** THE TASK **
Every line of the data is to be transcribed without error.

Top of EXTRACTED MATERIAL

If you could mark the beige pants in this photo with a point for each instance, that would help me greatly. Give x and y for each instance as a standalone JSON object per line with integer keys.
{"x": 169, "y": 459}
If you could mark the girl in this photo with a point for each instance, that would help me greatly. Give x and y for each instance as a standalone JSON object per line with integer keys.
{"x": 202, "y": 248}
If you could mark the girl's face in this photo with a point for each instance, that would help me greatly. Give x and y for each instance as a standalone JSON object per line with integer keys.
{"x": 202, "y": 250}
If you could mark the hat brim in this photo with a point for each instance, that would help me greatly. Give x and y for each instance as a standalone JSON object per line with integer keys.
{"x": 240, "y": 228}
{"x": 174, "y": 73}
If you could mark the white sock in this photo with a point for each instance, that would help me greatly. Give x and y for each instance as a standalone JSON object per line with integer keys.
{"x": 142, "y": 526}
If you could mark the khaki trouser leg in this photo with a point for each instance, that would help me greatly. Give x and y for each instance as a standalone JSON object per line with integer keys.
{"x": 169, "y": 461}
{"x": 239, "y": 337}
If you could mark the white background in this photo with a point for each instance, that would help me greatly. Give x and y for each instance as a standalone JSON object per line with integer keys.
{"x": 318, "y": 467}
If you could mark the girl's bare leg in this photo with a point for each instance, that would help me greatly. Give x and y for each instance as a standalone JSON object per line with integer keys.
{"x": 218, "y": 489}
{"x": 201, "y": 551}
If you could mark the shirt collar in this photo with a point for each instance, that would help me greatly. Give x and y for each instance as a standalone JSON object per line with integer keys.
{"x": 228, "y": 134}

Bottom of EXTRACTED MATERIAL

** WRITTEN ANSWER **
If you could mark the beige pants in this photo with a point for each instance, that would help me greatly. Give x and y for each instance as a standalone JSON object per line with integer keys.
{"x": 169, "y": 459}
If you could mark the girl in this photo with a point for each instance, that would help me greatly. Give x and y for each instance as a standalone JSON object per line with integer keys.
{"x": 202, "y": 248}
If you could mark the girl's face in this photo with a point for each instance, that would help me greatly. Give x and y for each instance as a standalone JSON object per line with integer keys.
{"x": 202, "y": 250}
If you could mark the hat brim in this photo with a point for each instance, that would help me greatly. Give x and y for each instance as a standalone JSON object per line with integer keys.
{"x": 240, "y": 228}
{"x": 174, "y": 73}
If you could mark the white sock in this photo with a point for each instance, that would help me greatly. Give x and y for each instance as a standalone JSON object per line with integer keys.
{"x": 142, "y": 526}
If you could mark the khaki trouser leg in this photo with a point for each instance, that would help me greatly. Give x and y for each instance as a standalone JSON object per line with integer keys.
{"x": 169, "y": 461}
{"x": 239, "y": 337}
If you could mark the white background in this photo with a point for each instance, that would help me greatly. Give x and y for each instance as a standalone JSON object per line with integer keys.
{"x": 318, "y": 467}
If you could mark the girl's bare leg in this photo with a point for each instance, that would help me greatly. Give x and y for each instance as a standalone JSON object per line with integer keys.
{"x": 218, "y": 489}
{"x": 201, "y": 551}
If you could mark the shirt collar in this photo with a point for each instance, that would help me greatly. Give x and y for each instance as a standalone JSON object per line with integer keys.
{"x": 228, "y": 134}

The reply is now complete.